[Start INPUT MATERIAL]

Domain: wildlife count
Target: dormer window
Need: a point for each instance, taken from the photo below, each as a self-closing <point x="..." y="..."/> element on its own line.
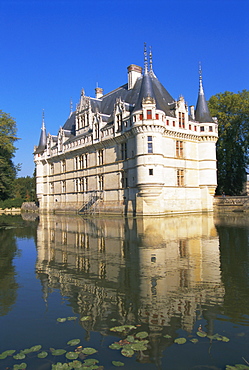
<point x="149" y="114"/>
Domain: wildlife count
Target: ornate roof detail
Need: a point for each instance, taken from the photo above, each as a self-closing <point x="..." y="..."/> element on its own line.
<point x="202" y="113"/>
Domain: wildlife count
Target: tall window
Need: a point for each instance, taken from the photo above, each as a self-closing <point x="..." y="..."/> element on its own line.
<point x="101" y="182"/>
<point x="150" y="144"/>
<point x="124" y="151"/>
<point x="179" y="149"/>
<point x="63" y="165"/>
<point x="180" y="177"/>
<point x="100" y="157"/>
<point x="63" y="186"/>
<point x="149" y="114"/>
<point x="181" y="119"/>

[End INPUT MATERIAL]

### [YOUR OBJECTIVE]
Copy out every row above, substituting "building survey" for each occurrence of "wildlife count" and leaving everything else unchanged. Omit the pictures from your copy.

### [RESPONSE TO THE TASK]
Domain: building survey
Target: dormer window
Need: a point for each instance, taken from the photo below, each as a self-closing <point x="..." y="..."/> element on its own line.
<point x="149" y="114"/>
Domain: building survey
Target: ornate roof detail
Need: a point for each instance, taken from the photo above, each as a self-closing <point x="..." y="..."/> element on its own line.
<point x="202" y="113"/>
Domain: building survey
Target: tall window
Need: a point for each instance, taken from the photo above, each as a self-closing <point x="..." y="..."/> element on its own line.
<point x="101" y="182"/>
<point x="150" y="144"/>
<point x="124" y="151"/>
<point x="179" y="149"/>
<point x="63" y="165"/>
<point x="180" y="177"/>
<point x="100" y="157"/>
<point x="63" y="186"/>
<point x="149" y="114"/>
<point x="181" y="119"/>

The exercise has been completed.